## [Source text]
Include Irvine32.inc

.data
msg BYTE "Hello", 0
key BYTE -2, 4, 1, 0, -3, 5, 2, -4, -4, 6

.code
main proc
mov ecx, LENGTHOF key   ;Loop Counter
mov edx, OFFSET msg     ;EDX Holds msg and will Display it
mov esi, OFFSET key     ;Point to first array element
mov ebx, 0              ;CMP number


top:
cmp [esi], ebx  ;if esi < ebx
jl ShiftLeft    ;jump to shift left

cmp [esi], ebx  ;if esi > ebx
jg ShiftRight   ;jump to shift right

cmp [esi], ebx
je NoShift

ShiftLeft:
mov cl, [esi]
SHL edx, cl
add esi, TYPE key
loop top

ShiftRight:
mov cl, [esi]
SHR edx, cl
add esi, TYPE key
loop top

NoShift:
add esi, TYPE key
loop top


call WriteString


invoke ExitProcess,0
main endp
end main

So I am having a few issues.
1.the cmp statements are going in reverse. So the first cmp should be cmping -2 and 0. -2 < 0, So it should be taking the jump and going to Shiftleft. However, it is doing the opposite and going to shiftright.
2. Am I incrementing to the next array index properly with the add esi, TYPE key line? 3. Am I understanding the question? I need to rotate my msg, "Hello", either left if the number in the array is negative, by that number, and to the right if the number is positive in the array.

Any help is great and thanks in advance.

2

There are 2 answers

0
AudioBubble On

I didn't run you code so may analysis may be wrong.

The cmp [esi], ebx do compare [esi] with ebx of course (it is just a [esi]-ebx). The mistake here is that you are comparing DWORDs instead of byte. As a rule of thumb, always specify memory operand size: cmp BYTE PTR [esi], bl this way the assembler can tell you if you are doing wrong.

You made other mistakes as pointed out by @WeatherVan.

## [Record list]
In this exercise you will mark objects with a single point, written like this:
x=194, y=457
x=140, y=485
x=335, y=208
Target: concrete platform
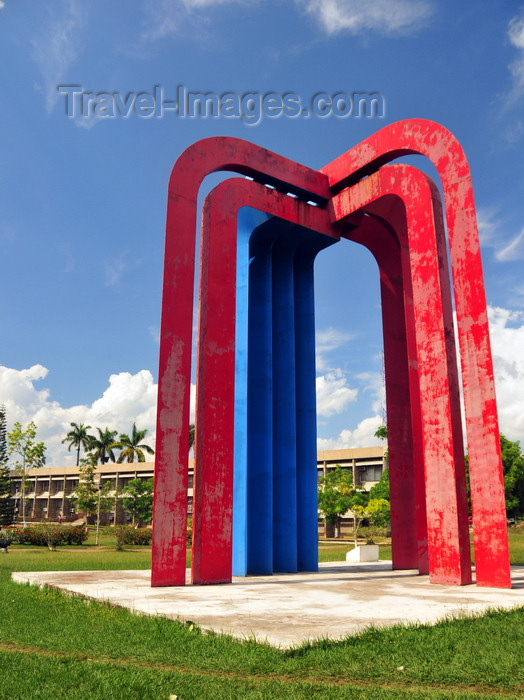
x=288, y=609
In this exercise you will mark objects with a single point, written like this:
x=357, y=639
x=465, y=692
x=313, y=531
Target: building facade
x=49, y=488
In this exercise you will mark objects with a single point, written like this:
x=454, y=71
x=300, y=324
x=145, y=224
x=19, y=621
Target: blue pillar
x=248, y=220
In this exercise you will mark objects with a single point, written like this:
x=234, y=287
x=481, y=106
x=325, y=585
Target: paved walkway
x=286, y=610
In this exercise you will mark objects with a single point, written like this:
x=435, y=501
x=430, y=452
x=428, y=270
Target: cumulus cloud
x=507, y=342
x=128, y=398
x=383, y=16
x=362, y=436
x=57, y=45
x=333, y=393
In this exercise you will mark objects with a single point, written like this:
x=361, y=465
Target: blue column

## [To be done]
1. In the assembly thread, list every label in the code that is defined with a trailing colon.
2. In the assembly thread, what mistake does the reply say the cmp [esi], ebx lines make?
3. Carry the assembly thread on from its final sentence.
The rows have no connection to the assembly thread.

## [Responses by task]
1. top, ShiftLeft, ShiftRight, NoShift

2. They compare DWORDs instead of bytes.

3.
I'd like to add that you don't need to do any jump due to the way two complement works and the symmetry of rotations. Remember: jump is expensive arithmetic is not.
If you take the low 3 bit (since you are rotating 8 bit data and 2^3=8) of the key bytes, you can always rotate to the right. A rotation of, say, 2 on the left is a rotation of 6 on the right and 6 is the two complement of 2 in 3 bits.

I also think that you need to repeat the key on the message, i.e. if the message is longer than the key you need to reload it from the start.

Here a sample program in NASM that you can use to better understand my advices

BITS 32

GLOBAL _main

SECTION .data

 msg    db  "Hello ",0
 key    db  -2, 4, 1, 0, -3, 5, 2, -4, -4, 6

SECTION .text

_main:
 mov esi, msg

.load_key:
 mov ebx, 10        ;LENGTHOF key
 mov edi, key

.loop:
 mov cl, BYTE [edi] ;Key
 lodsb          ;Char of message
 test al, al        ;End of string?
 jz .end

 and cl, 07h        ;We are working with 8 bit numbers, 3bits of operand are enough
 ror al, cl     ;Rotate
 mov BYTE [esi-01h], al

 inc edi        ;Next char
 dec ebx        ;Key left       
 jnz .loop
jmp .load_key



.end:
 ret
3
Weather Vane On

In your comparison

cmp [esi], ebx

this does not compare [esi] with ebx. It compares ebx with [esi] which is why you think the branch decision is incorrect. As a point of technique, you don't need to test all three conditions, since the last one must be true.

cmp [esi], ebx
je NoShift
jl ShiftRight   ;else fall thru to ShiftLeft

You are correctly moving the pointer to the next array position with

add esi, TYPE key

but you have forgotten to increment the message pointer edx.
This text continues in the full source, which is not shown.